**Potongan Dokumen**
● ● ● ●

Revisi UU KPK: Poin Penyadapan Izin Dewan Pengawas yang Perlu Diwaspadai

Minggu, 15 September 2019 17:02 WIB

Warga yang tergabung dalam Koalisi Masyarakat Sipil Anti Korupsi menabur bunga di kantor KPK, Jakarta, Jumat, 13 September 2019. Aksi tersebut sebagai wujud rasa berduka terhadap pihak-pihak yang diduga telah melemahkan KPK dengan terpilihnya pimpinan KPK yang baru serta revisi UU KPK. ANTARA/Sigid Kurniawan/wsj.

Tempo.co, Jakarta - Pemerintah dan Dewan Perwakilan Rakyat setuju merevisi Undang-undang Nomor 30 Tahun 2002 tentang Komisi Pemberantasan Tindak Pidana Korupsi (Revisi UU KPK).

Salah satu poin yang sedang dibahas adalah soal penyadapan harus melalui izin dewan pengawas.

Dalam draf revisi UU KPK yang diusulkan DPR, Pasal 12B ayat (1) menyebutkan bahwa penyadapan dilaksanakan atas izin tertulis dari dewan pengawas. Dalam daftar inventaris masalah (DIM), pemerintah hanya mengusulkan sedikit perubahan.

Yang benar-benar berbeda hanyalah lama waktu penyadapan. Pemerintah mengusulkan jangka waktu penyadapan selama 6 bulan, lebih lama dari usulan DPR selama 3 bulan.

Pakar hukum pidana Universitas Trisakti Abdul Fickar Hadjar menganggap pengaturan penyadapan dalam rancangan beleid itu hanya upaya pelemahan KPK.

● ● ● ●

(Entri data hasil ekstraksi)
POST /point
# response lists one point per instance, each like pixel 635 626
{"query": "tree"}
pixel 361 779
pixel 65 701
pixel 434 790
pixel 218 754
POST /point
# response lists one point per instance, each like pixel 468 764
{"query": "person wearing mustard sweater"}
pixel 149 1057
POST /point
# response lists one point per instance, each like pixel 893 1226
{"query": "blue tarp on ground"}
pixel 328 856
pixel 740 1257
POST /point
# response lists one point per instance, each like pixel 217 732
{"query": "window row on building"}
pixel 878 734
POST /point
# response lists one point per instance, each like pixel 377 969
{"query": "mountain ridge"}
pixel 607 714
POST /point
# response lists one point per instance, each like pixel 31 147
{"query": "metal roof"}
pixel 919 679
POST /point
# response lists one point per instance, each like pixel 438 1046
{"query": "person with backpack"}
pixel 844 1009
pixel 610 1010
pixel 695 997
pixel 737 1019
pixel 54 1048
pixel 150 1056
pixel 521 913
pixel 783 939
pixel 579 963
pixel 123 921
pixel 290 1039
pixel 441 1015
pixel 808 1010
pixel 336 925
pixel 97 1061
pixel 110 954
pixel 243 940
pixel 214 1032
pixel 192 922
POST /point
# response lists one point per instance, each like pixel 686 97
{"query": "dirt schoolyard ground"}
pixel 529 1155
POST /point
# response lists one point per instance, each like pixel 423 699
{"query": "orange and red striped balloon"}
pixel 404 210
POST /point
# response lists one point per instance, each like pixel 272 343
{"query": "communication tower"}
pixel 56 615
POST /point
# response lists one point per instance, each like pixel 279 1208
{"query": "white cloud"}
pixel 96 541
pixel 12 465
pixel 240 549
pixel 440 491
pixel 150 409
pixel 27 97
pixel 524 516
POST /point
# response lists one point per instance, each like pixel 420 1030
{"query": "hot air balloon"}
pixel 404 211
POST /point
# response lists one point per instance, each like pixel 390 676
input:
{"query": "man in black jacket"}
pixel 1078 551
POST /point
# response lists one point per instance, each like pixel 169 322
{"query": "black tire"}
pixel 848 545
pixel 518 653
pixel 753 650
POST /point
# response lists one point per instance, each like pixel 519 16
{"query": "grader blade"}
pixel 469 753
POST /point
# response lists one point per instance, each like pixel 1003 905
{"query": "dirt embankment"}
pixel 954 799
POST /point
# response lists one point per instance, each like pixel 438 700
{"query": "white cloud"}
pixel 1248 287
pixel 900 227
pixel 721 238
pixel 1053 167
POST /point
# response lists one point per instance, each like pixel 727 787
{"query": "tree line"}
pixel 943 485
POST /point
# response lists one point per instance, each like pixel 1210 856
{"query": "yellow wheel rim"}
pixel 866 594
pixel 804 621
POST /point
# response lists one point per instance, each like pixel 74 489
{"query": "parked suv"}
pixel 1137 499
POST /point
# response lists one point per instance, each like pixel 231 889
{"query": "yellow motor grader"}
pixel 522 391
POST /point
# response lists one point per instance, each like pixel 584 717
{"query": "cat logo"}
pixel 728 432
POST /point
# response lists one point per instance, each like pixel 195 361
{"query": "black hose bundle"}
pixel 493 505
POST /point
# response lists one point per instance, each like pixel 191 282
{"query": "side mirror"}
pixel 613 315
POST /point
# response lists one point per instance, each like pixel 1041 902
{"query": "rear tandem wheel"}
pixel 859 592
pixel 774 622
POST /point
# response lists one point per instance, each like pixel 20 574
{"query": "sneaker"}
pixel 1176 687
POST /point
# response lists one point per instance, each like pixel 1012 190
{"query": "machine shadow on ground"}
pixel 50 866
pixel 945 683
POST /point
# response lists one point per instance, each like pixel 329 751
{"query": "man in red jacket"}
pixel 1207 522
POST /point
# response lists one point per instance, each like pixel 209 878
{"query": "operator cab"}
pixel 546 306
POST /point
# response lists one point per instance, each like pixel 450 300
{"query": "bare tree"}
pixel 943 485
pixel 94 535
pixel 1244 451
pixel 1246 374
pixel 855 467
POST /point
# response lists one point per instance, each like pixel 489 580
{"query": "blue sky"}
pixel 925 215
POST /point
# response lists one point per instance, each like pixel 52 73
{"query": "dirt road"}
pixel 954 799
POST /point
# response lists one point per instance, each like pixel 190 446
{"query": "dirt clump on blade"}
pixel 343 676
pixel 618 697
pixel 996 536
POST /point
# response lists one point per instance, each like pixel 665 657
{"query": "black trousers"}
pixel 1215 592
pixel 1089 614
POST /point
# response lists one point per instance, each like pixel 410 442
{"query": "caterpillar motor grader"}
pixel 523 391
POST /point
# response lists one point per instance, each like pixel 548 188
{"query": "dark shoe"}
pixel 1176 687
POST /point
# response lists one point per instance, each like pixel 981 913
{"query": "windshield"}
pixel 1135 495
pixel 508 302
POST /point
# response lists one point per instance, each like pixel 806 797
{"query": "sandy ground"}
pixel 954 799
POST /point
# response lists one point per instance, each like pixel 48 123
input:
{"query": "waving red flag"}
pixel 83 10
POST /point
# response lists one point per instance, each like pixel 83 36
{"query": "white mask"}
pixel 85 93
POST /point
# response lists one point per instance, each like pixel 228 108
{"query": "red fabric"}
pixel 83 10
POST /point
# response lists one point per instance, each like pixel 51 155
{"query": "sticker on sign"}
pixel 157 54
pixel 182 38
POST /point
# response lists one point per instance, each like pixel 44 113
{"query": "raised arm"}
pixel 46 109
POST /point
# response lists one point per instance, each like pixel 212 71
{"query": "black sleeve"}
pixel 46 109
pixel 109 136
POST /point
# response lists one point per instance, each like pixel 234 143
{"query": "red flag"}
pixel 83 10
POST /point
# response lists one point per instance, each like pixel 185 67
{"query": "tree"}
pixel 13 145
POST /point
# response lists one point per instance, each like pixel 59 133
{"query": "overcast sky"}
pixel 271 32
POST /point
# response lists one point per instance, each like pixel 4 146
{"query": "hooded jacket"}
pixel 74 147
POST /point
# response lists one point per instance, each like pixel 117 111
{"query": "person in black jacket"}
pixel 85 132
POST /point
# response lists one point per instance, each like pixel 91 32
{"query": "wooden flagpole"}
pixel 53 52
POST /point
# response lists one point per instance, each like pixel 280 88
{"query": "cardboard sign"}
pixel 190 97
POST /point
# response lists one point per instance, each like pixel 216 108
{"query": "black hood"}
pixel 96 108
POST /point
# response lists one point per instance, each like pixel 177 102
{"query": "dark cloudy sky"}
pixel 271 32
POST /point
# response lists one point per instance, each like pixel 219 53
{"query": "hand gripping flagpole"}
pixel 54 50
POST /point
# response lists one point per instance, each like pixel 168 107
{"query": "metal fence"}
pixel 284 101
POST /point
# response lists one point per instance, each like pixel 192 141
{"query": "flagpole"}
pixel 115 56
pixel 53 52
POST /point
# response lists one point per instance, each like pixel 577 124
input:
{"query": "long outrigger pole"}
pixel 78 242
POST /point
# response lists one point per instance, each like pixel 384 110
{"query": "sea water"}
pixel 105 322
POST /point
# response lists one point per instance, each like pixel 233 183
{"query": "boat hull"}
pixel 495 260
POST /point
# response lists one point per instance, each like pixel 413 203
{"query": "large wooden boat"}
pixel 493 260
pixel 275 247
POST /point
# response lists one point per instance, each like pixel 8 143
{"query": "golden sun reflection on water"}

● ● ● ●

**Yang Dikerjakan**
a) Salin bagian potongan dokumen tentang revisi UU KPK yang dimulai dengan "Warga yang tergabung" dan berlanjut hingga "(Revisi UU KPK).".
b) Terjemahkan kalimat dari potongan dokumen ini ke dalam bahasa Inggris: "Pemerintah mengusulkan jangka waktu penyadapan selama 6 bulan, lebih lama dari usulan DPR selama 3 bulan."
Data ini merupakan bahan tersendiri yang terpisah dari potongan dokumen.

**Penyelesaian Soal**
a)
Warga yang tergabung dalam Koalisi Masyarakat Sipil Anti Korupsi menabur bunga di kantor KPK, Jakarta, Jumat, 13 September 2019. Aksi tersebut sebagai wujud rasa berduka terhadap pihak-pihak yang diduga telah melemahkan KPK dengan terpilihnya pimpinan KPK yang baru serta revisi UU KPK. ANTARA/Sigid Kurniawan/wsj.

Tempo.co, Jakarta - Pemerintah dan Dewan Perwakilan Rakyat setuju merevisi Undang-undang Nomor 30 Tahun 2002 tentang Komisi Pemberantasan Tindak Pidana Korupsi (Revisi UU KPK).

b) The government proposed a wiretapping period of 6 months, longer than the DPR's proposal of 3 months.